— BEGIN Page text —

Have a little patience

The first thing to have is patience. If you're buying new, you may have to wait over a year for it to be ready, and if you're aiming to renovate a run-down old house you will have to organise your own building work. One way or another, the process will very likely take longer than you first thought.

Do your homework

Be aware of the risks as well as the benefits - and take advantage of any advice you can get; friends who have entered the buy-to-let market, websites, even sympathetic estate agents. If you're planning to rent out your investment, make sure you explore the local market, so that you can maximise the amount of rent you can expect to get. Find out as much as you can about the area both good and bad; the schools, the public transport links, the crime rate, as well as how much properties in the area have been selling for lately.

Also keep an eye on the way prices have been developing over the past few years in that area. And last but definitely not least, keep one eye out on future developments. In major cities especially, look for places that are earmarked for regeneration or significant transport investment, for example north-east London.

Money talks

Make sure you do your sums before you go down that road. Can you afford it? Will the bank give you a second mortgage? Will your investment actually bring in any money? A buy to let mortgage is likely to come with a Rent to Interest Cover of 125 to130%. This means that you'll need to show that the monthly rental you get from your property will amount to 25 to 30% of the monthly interest payment you paying on the mortgage. This is partly to cover for the inevitable 'voids', those periods when you won't have any tenants. According to the Association of Residential Lettings Agents (ARLA), the average void period a landlord suffers in one year is 27 days.

It is also sensible to put by a contingency sum because, like your residential home, your buy-to-let property will also need maintenance, the cost of which lies with you. Bills for repair work such as broken pipes and damage caused by tenants will ultimately also fall on your door mat - not theirs.

— END Page text —

Short problem 1:
Answer these questions from the property-buying text, each on its own line:
(a) How long might you have to wait for a new property to be ready?
(b) Which area is given as an example of a place earmarked for regeneration or transport investment?
(c) According to ARLA, what is the average void period a landlord suffers in one year?
The text on buying property and the rows that come after it are unrelated material.

— BEGIN Data supplied —

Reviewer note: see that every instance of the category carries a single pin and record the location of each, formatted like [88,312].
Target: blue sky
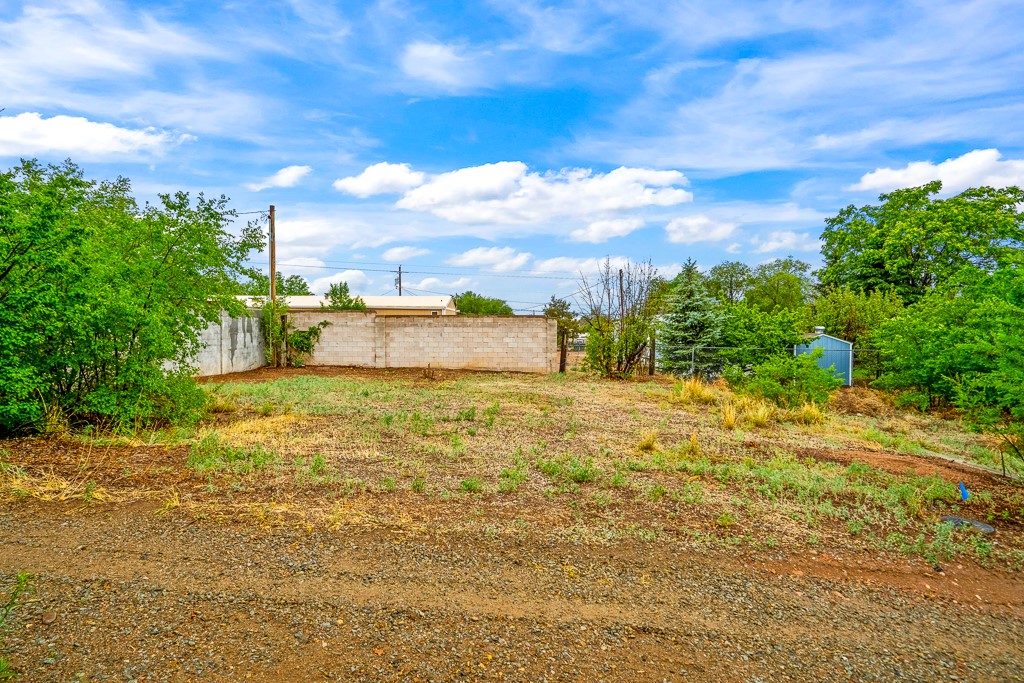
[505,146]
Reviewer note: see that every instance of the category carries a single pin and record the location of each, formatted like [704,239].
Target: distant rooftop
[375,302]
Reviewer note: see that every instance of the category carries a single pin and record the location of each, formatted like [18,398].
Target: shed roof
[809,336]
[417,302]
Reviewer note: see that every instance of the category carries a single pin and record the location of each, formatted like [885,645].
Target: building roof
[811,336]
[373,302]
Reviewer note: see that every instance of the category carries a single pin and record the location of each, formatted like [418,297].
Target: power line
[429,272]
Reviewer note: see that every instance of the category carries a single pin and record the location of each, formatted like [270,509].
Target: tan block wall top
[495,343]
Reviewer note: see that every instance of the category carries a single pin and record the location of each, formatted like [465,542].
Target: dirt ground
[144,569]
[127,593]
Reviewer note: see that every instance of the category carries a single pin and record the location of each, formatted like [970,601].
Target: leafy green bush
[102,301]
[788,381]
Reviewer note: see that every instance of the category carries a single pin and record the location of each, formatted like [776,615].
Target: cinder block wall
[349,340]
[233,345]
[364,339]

— END Data supplied —
— BEGIN Data supplied —

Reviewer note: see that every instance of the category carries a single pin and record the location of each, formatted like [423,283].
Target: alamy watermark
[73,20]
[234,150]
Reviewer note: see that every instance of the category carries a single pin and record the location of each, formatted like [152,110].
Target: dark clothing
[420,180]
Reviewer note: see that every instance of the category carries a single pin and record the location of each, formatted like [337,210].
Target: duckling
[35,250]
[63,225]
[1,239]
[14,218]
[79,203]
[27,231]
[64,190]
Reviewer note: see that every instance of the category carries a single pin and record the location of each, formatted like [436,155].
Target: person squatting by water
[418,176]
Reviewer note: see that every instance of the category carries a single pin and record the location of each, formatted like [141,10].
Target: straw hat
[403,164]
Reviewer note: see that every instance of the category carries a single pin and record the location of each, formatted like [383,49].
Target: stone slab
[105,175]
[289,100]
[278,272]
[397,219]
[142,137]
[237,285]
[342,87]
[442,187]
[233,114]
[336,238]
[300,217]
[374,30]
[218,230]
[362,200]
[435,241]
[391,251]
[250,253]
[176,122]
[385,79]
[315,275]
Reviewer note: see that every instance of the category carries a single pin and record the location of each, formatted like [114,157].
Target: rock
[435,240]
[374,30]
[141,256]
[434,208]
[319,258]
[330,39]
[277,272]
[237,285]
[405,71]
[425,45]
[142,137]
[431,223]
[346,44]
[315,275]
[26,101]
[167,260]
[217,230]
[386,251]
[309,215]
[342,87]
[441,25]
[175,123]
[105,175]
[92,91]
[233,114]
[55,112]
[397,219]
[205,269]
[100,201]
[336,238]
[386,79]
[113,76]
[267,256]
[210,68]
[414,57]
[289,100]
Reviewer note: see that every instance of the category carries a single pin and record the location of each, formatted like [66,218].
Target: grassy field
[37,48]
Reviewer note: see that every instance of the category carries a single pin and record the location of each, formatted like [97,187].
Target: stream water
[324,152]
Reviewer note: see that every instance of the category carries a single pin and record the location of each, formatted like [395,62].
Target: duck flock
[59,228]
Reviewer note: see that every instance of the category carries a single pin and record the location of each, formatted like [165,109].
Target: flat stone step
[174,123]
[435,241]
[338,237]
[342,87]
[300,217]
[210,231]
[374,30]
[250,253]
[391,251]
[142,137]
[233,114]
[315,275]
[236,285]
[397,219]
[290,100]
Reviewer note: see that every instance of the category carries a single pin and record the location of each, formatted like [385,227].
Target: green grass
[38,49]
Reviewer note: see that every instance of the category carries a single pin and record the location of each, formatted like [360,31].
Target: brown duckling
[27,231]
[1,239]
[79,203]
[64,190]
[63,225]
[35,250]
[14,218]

— END Data supplied —

Short problem 2: Show every line of the rows that contains the string "block".

Final result 1:
(a) Over a year.
(b) North-east London.
(c) 27 days.

Final result 2:
Target: tan block wall top
Target: cinder block wall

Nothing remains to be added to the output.